*** Block opens ***
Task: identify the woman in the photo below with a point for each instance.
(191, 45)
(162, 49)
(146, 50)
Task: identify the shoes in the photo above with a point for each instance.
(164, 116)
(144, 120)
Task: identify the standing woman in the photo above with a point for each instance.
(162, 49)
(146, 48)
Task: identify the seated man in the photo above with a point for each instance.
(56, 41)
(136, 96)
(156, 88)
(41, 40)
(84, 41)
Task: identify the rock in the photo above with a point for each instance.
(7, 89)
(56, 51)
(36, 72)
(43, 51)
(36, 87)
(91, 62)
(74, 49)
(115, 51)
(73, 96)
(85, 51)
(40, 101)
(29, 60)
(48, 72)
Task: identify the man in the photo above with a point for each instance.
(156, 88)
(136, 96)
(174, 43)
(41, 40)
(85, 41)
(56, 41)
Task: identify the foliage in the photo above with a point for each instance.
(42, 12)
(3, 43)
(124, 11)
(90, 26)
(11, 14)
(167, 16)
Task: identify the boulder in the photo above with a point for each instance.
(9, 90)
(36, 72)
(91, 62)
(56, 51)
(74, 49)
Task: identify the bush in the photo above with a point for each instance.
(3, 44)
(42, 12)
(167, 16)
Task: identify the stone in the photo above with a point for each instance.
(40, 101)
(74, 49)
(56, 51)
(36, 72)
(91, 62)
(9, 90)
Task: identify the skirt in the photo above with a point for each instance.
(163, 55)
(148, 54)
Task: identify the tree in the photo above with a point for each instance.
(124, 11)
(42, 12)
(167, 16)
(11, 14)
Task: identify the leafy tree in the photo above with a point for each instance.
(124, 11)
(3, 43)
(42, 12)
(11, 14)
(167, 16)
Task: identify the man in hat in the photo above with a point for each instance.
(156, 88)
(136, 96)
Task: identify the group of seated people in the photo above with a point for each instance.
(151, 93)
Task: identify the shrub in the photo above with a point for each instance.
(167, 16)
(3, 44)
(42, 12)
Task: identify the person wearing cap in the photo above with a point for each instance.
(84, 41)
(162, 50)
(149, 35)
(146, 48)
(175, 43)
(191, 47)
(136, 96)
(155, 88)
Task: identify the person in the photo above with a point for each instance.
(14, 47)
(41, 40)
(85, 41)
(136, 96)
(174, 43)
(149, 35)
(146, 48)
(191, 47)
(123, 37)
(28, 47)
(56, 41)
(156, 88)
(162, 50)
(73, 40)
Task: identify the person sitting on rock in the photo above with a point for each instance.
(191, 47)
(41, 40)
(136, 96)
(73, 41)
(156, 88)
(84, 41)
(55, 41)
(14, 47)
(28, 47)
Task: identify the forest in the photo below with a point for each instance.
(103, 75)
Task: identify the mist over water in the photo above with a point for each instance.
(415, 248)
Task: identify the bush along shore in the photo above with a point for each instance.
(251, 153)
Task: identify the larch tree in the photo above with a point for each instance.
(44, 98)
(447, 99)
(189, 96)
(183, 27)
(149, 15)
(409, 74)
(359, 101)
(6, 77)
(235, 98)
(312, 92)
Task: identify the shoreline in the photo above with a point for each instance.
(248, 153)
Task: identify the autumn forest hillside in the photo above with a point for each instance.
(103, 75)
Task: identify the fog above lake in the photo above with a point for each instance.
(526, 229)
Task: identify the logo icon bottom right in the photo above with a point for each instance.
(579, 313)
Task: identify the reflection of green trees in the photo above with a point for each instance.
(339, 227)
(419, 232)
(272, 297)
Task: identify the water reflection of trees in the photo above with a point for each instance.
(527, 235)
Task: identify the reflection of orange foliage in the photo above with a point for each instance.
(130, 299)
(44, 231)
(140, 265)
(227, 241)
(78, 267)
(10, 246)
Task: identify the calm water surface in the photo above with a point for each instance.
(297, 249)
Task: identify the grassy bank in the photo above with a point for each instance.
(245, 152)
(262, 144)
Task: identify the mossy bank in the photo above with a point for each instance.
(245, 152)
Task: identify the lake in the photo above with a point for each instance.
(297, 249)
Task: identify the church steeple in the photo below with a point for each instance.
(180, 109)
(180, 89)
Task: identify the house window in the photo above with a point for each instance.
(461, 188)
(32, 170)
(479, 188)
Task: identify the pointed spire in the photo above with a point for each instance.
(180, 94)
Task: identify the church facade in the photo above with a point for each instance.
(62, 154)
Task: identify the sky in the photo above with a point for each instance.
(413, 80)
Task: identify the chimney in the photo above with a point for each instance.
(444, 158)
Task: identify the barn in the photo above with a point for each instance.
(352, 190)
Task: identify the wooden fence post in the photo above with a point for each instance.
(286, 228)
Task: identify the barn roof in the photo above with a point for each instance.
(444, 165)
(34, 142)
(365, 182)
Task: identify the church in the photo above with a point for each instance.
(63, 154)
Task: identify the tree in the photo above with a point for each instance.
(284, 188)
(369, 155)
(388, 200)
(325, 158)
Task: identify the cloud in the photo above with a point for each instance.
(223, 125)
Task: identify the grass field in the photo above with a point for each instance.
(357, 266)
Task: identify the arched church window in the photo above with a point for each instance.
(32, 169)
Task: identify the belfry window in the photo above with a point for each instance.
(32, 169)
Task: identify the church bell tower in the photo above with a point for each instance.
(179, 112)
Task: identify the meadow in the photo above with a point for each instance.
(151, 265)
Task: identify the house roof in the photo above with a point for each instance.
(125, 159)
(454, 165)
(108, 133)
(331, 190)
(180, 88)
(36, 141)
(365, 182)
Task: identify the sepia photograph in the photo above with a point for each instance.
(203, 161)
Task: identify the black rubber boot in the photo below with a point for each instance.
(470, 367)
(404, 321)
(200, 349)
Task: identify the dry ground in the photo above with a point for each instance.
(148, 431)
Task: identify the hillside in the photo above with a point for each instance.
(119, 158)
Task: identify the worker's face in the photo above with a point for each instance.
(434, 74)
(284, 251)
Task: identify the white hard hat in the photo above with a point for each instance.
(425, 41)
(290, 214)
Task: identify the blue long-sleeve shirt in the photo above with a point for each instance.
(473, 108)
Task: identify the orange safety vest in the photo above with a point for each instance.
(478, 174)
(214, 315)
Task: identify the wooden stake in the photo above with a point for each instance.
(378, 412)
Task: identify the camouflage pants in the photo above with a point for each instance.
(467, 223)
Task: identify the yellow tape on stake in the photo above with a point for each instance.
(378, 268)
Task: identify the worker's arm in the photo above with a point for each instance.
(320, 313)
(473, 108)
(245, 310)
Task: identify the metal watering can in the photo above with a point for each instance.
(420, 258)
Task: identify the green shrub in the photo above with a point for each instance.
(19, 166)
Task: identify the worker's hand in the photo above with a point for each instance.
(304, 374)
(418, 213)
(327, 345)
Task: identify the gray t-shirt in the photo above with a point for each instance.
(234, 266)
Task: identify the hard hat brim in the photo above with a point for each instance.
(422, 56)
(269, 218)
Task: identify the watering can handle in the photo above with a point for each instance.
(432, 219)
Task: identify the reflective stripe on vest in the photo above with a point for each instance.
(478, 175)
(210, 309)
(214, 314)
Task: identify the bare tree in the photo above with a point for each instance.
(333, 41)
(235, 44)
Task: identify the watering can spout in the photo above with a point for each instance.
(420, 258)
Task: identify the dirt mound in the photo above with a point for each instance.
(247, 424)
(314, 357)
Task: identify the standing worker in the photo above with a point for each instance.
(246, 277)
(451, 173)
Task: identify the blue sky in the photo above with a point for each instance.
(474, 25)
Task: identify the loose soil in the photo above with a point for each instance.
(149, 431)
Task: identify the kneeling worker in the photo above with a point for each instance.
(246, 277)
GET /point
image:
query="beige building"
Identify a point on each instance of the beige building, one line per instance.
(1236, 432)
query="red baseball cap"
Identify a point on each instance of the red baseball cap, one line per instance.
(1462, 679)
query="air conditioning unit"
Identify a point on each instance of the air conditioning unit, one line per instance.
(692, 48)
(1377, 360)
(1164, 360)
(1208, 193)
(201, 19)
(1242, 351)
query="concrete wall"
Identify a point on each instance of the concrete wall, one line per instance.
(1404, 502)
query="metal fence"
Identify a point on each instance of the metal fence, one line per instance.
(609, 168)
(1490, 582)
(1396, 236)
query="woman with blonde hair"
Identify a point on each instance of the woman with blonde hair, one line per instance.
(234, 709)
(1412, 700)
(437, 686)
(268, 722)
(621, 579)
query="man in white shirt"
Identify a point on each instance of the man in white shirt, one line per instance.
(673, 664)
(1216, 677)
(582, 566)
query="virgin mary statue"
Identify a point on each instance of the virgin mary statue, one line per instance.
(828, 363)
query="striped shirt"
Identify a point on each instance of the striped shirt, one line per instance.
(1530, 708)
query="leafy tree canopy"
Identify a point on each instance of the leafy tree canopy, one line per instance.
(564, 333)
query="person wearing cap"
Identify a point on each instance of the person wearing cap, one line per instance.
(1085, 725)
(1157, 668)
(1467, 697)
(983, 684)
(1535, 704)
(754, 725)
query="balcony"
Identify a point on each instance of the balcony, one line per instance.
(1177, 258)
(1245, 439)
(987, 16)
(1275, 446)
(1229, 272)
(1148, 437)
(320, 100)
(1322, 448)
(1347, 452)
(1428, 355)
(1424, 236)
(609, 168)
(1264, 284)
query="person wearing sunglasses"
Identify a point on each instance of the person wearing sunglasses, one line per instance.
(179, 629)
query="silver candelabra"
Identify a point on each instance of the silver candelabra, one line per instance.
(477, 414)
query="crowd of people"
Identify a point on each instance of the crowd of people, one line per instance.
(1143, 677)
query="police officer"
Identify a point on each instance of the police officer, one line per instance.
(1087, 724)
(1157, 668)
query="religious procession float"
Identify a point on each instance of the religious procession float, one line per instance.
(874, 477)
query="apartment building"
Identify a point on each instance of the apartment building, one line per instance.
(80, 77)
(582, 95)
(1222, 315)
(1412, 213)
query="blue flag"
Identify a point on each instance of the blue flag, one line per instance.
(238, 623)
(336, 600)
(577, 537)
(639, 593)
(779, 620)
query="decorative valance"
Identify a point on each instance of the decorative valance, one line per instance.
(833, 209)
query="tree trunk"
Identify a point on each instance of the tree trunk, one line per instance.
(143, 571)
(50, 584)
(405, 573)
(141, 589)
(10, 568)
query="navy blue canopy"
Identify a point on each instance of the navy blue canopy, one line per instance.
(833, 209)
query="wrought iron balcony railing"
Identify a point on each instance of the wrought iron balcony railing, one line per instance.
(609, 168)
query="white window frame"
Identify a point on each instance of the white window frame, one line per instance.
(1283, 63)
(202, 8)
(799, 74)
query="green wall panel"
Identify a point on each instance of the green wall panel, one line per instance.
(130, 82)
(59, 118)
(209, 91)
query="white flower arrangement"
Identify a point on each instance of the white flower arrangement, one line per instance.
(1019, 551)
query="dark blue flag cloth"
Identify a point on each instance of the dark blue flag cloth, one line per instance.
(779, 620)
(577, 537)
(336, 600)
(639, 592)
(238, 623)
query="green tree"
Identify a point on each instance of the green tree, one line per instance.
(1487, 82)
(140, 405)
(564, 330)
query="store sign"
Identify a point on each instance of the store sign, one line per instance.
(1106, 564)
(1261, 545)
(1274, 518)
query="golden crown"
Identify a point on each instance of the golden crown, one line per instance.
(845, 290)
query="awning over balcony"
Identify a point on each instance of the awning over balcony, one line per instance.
*** Block closes ***
- Exercise requirements -
Copy all lines from the material that contain "awning".

- Finished task -
query="awning over balcony"
Identify a point on each instance of the awning over balcony, one line per instance.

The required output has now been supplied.